AUFGABE:
Gib aus dem Text über die Band Karate die Stelle von „Ganz langsam, vorsichtig“ bis einschließlich „auch aneinander vorbei.“ wortgetreu aus.

ZITIERTER TEXT:

##########

Ganz langsam, vorsichtig und bedächtig erobert sich die Gitarre in letzter Zeit verlorenes Terrain zurück. Überraschenderweise allerdings nicht in den Grenzbereichen zur elektronischen Musik, wie sie Tortoise und andere erforscht haben, sondern auf dem ureigensten Gelände des so altmodischen Bandzusammenhangs. Einem übergeordneten Konzept, das sich in beats per minute messen läßt, setzen June of 44, Mogwai oder eben auch Karate das relativ freie Spiel der Kräfte entgegen. Zwei Gitarren, ein Baß, ein Schlagzeug, die klassische Besetzung eben, spielen miteinander, gegeneinander und auch aneinander vorbei.

„Wir sind aufgewachsen mit lauten, ernsthaften, weißen Bands aus der Mittelklasse, die noch auf Vinyl veröffentlichten und zusammen abhingen“, erzählt Geoff Farina, Sprachrohr des Quartetts aus Boston, Massachusetts, „wir haben keine Ahnung, wie man eine Band sonst betreibt.“ Und im nächsten Atemzug weist Farina die Vorstellung von sich, Karate und ihr gemütlich auf- und abschwellender Rock seien hintergründig oder gar ironisch gemeint. Statt dessen doziert der gute Mann gern mal über seinen Gitarrensound, den er möglichst unverzerrt hält, weil ihm die prinzipiell überladenen Gitarren der letzten Jahre auf die Nerven gehen. Mit Hilfe uralter Taschenspielertricks wie Laut-leise-Kontrasten, elegischer Melancholie und kantiger Zickigkeit zerren Karate das Genre zurück zu einer neuen Ehrlichkeit, die auch vor den häßlichen Seiten des Rock nicht zurückschreckt. Der König hat seine neuen Kleider gesehen und zieht sich nun doch lieber wieder die alten Klamotten an.

##########

VORLIEGENDE AUFLISTUNG:
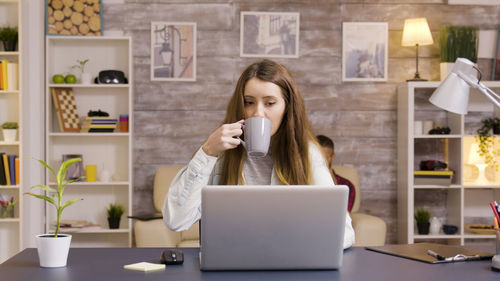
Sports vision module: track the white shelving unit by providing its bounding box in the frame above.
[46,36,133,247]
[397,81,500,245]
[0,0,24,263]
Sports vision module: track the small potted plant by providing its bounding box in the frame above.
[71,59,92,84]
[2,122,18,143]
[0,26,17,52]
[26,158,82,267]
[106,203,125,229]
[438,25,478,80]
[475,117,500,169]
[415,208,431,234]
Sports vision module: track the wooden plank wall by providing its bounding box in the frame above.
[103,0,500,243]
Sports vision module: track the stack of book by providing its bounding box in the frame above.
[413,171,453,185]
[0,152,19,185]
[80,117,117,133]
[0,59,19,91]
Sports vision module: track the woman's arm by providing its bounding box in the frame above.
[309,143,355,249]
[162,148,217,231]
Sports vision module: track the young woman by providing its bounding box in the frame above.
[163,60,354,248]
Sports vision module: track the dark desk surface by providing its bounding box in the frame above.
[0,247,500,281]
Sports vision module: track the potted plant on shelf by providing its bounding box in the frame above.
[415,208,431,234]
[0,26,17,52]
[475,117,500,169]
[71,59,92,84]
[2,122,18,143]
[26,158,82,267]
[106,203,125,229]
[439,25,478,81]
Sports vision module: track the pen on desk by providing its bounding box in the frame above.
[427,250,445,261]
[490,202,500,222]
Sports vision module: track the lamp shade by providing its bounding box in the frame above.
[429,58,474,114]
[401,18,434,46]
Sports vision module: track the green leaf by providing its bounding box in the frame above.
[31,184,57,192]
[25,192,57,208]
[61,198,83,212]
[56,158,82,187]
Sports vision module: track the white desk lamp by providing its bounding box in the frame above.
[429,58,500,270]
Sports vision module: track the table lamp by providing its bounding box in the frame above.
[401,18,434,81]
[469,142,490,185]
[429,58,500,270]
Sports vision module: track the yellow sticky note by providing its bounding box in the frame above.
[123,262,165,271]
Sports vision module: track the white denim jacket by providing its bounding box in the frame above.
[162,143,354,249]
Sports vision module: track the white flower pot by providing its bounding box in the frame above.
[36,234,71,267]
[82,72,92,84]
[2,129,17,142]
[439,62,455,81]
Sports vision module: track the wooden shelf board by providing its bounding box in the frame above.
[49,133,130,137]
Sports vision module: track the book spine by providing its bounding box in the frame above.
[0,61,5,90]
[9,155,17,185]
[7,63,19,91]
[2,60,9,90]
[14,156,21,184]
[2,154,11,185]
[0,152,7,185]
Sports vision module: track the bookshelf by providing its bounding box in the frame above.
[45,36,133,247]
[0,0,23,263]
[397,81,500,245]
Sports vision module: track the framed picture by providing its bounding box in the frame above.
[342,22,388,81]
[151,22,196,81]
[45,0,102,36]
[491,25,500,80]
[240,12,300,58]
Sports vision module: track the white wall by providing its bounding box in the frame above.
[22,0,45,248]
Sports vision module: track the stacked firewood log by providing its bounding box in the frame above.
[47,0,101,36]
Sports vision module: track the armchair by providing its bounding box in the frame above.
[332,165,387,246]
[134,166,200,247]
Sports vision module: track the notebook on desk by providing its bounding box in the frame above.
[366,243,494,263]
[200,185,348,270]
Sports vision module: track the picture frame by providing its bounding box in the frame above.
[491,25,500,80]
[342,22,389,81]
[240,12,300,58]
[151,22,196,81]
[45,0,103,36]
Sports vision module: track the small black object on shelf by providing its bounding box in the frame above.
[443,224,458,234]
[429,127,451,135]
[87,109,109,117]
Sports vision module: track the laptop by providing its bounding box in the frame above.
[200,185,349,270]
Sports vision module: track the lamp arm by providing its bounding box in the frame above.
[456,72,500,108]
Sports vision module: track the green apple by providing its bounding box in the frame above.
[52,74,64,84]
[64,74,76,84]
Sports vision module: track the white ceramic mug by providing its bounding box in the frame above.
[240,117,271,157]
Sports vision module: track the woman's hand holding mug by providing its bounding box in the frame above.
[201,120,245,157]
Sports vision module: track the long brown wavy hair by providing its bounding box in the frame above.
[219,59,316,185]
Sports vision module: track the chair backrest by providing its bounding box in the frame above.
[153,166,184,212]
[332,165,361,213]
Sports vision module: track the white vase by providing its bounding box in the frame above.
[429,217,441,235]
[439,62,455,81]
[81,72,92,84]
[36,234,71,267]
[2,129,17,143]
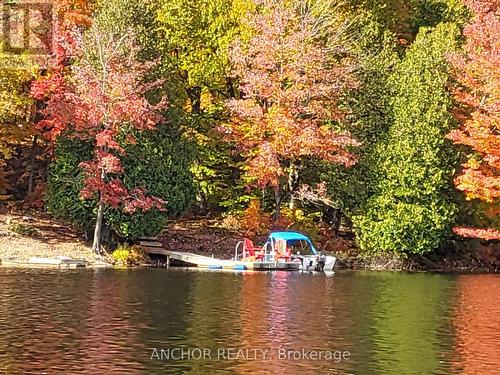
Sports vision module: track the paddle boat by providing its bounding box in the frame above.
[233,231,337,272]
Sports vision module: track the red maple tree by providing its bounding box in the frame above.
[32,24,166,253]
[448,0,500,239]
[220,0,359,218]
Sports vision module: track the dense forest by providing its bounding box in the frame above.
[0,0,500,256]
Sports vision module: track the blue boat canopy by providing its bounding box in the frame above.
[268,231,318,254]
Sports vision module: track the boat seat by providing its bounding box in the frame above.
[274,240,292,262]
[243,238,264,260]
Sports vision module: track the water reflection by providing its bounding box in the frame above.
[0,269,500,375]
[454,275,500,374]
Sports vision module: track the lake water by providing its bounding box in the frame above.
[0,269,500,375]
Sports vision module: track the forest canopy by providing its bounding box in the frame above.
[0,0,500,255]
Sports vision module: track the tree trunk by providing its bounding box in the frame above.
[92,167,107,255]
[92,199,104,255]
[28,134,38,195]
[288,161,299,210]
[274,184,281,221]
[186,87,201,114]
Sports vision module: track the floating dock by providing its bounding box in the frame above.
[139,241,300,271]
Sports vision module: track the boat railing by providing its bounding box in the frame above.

##########

LÖSUNG:
Ganz langsam, vorsichtig und bedächtig erobert sich die Gitarre in letzter Zeit verlorenes Terrain zurück. Überraschenderweise allerdings nicht in den Grenzbereichen zur elektronischen Musik, wie sie Tortoise und andere erforscht haben, sondern auf dem ureigensten Gelände des so altmodischen Bandzusammenhangs. Einem übergeordneten Konzept, das sich in beats per minute messen läßt, setzen June of 44, Mogwai oder eben auch Karate das relativ freie Spiel der Kräfte entgegen. Zwei Gitarren, ein Baß, ein Schlagzeug, die klassische Besetzung eben, spielen miteinander, gegeneinander und auch aneinander vorbei.